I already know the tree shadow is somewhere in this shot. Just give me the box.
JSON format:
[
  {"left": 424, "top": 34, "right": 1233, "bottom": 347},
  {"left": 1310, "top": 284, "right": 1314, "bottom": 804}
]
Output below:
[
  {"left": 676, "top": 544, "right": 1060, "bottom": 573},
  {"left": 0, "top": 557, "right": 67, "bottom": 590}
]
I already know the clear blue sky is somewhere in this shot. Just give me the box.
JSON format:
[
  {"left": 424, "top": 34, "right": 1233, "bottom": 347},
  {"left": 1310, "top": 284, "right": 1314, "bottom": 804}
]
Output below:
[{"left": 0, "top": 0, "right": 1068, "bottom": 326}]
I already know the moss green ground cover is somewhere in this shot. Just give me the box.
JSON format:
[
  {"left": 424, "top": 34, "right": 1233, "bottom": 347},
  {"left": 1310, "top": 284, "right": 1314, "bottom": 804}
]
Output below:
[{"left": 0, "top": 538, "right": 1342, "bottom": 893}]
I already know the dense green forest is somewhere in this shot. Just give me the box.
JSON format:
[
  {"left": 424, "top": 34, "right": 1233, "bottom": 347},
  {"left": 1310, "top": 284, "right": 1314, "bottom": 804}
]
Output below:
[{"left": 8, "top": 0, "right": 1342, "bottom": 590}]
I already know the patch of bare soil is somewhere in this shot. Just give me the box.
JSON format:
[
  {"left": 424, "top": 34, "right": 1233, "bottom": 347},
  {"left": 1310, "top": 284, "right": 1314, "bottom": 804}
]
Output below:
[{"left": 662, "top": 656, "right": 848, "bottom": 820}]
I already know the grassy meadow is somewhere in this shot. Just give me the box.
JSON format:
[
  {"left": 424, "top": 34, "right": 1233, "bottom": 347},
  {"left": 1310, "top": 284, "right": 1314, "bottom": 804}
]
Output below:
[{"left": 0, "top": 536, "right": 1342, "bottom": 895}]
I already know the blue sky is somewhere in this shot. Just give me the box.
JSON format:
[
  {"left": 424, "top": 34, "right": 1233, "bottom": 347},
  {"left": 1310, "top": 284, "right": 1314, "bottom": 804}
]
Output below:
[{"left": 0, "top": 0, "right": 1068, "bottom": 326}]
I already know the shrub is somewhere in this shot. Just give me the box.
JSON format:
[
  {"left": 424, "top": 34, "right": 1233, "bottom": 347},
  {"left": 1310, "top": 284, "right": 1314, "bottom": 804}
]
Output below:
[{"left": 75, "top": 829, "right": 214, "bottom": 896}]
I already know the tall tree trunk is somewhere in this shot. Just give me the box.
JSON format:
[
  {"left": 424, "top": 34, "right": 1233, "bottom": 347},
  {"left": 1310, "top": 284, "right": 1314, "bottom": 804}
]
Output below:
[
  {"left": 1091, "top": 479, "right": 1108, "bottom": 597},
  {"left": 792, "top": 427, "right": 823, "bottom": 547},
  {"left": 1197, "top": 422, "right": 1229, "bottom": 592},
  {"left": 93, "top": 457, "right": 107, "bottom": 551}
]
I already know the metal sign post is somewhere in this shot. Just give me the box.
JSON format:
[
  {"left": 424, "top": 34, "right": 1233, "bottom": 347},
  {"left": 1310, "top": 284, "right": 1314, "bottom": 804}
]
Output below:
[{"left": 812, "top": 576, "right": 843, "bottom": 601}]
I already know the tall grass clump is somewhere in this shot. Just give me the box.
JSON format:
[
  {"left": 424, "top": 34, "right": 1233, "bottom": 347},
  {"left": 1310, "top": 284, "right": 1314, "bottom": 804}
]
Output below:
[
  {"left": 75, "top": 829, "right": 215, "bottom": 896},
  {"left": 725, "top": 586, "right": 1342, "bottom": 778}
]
──────────
Retype all of the data above line for line, with every character unchanged.

> _Full solution_:
I already know the tree shadow is somewhere in this shot. Just give me the box.
JSON format:
[
  {"left": 424, "top": 34, "right": 1233, "bottom": 347},
  {"left": 1310, "top": 284, "right": 1314, "bottom": 804}
]
Output below:
[
  {"left": 676, "top": 544, "right": 1060, "bottom": 573},
  {"left": 0, "top": 557, "right": 67, "bottom": 590}
]
I already know the clear blue sky is somewhere in this shot. Just give me the box.
JSON format:
[
  {"left": 424, "top": 34, "right": 1233, "bottom": 347},
  {"left": 1310, "top": 284, "right": 1314, "bottom": 804}
]
Output below:
[{"left": 0, "top": 0, "right": 1068, "bottom": 326}]
I already know the moss green ground cover is somewhere in this shot. Just give me the box.
JSON format:
[
  {"left": 424, "top": 34, "right": 1233, "bottom": 347},
  {"left": 1310, "top": 284, "right": 1314, "bottom": 804}
]
Output below:
[{"left": 0, "top": 538, "right": 1342, "bottom": 893}]
I already know the dense green forest is somewhere in this shot. Just give me the box.
JSON format:
[
  {"left": 424, "top": 34, "right": 1233, "bottom": 347},
  {"left": 1310, "top": 284, "right": 1314, "bottom": 804}
]
Output below:
[{"left": 8, "top": 0, "right": 1342, "bottom": 590}]
I already know the patch of bare soil is somewhere in this shot. Just give me the box.
JSON format:
[
  {"left": 424, "top": 34, "right": 1233, "bottom": 347},
  {"left": 1310, "top": 284, "right": 1314, "bottom": 804}
]
Output below:
[{"left": 662, "top": 656, "right": 848, "bottom": 820}]
I already know the grassy meadow is somewhere in this shot. Just give me the box.
JSON format:
[
  {"left": 424, "top": 34, "right": 1233, "bottom": 347},
  {"left": 1310, "top": 284, "right": 1314, "bottom": 804}
]
Output below:
[{"left": 0, "top": 536, "right": 1342, "bottom": 895}]
I already know the blue sky is somewhere in this shot. Just give me the box.
JSON format:
[
  {"left": 424, "top": 34, "right": 1233, "bottom": 347},
  {"left": 1310, "top": 284, "right": 1314, "bottom": 804}
]
Output below:
[{"left": 0, "top": 0, "right": 1068, "bottom": 326}]
I already know the shrub is somewhere in this shot. Just give me the box.
JSON format:
[
  {"left": 424, "top": 34, "right": 1233, "bottom": 347},
  {"left": 1310, "top": 284, "right": 1314, "bottom": 804}
]
Output below:
[{"left": 75, "top": 829, "right": 214, "bottom": 896}]
I already know the tall tree trunk is somewhere in this shot. Just give me the box.
JSON format:
[
  {"left": 424, "top": 34, "right": 1233, "bottom": 347},
  {"left": 1310, "top": 284, "right": 1314, "bottom": 804}
]
Output below:
[
  {"left": 1091, "top": 479, "right": 1108, "bottom": 597},
  {"left": 792, "top": 427, "right": 823, "bottom": 547},
  {"left": 1197, "top": 422, "right": 1229, "bottom": 592},
  {"left": 93, "top": 457, "right": 107, "bottom": 551}
]
I already know the metal sign post is somewhere in this shot. Just give me the box.
JSON format:
[
  {"left": 424, "top": 34, "right": 1233, "bottom": 347},
  {"left": 1310, "top": 284, "right": 1314, "bottom": 804}
]
Output below:
[{"left": 812, "top": 576, "right": 843, "bottom": 601}]
I already know the tall grass clump is somewhere in this shot. Just give me the box.
JSON format:
[
  {"left": 424, "top": 34, "right": 1233, "bottom": 347},
  {"left": 1310, "top": 284, "right": 1314, "bottom": 804}
]
Output below:
[
  {"left": 75, "top": 829, "right": 215, "bottom": 896},
  {"left": 725, "top": 586, "right": 1342, "bottom": 778}
]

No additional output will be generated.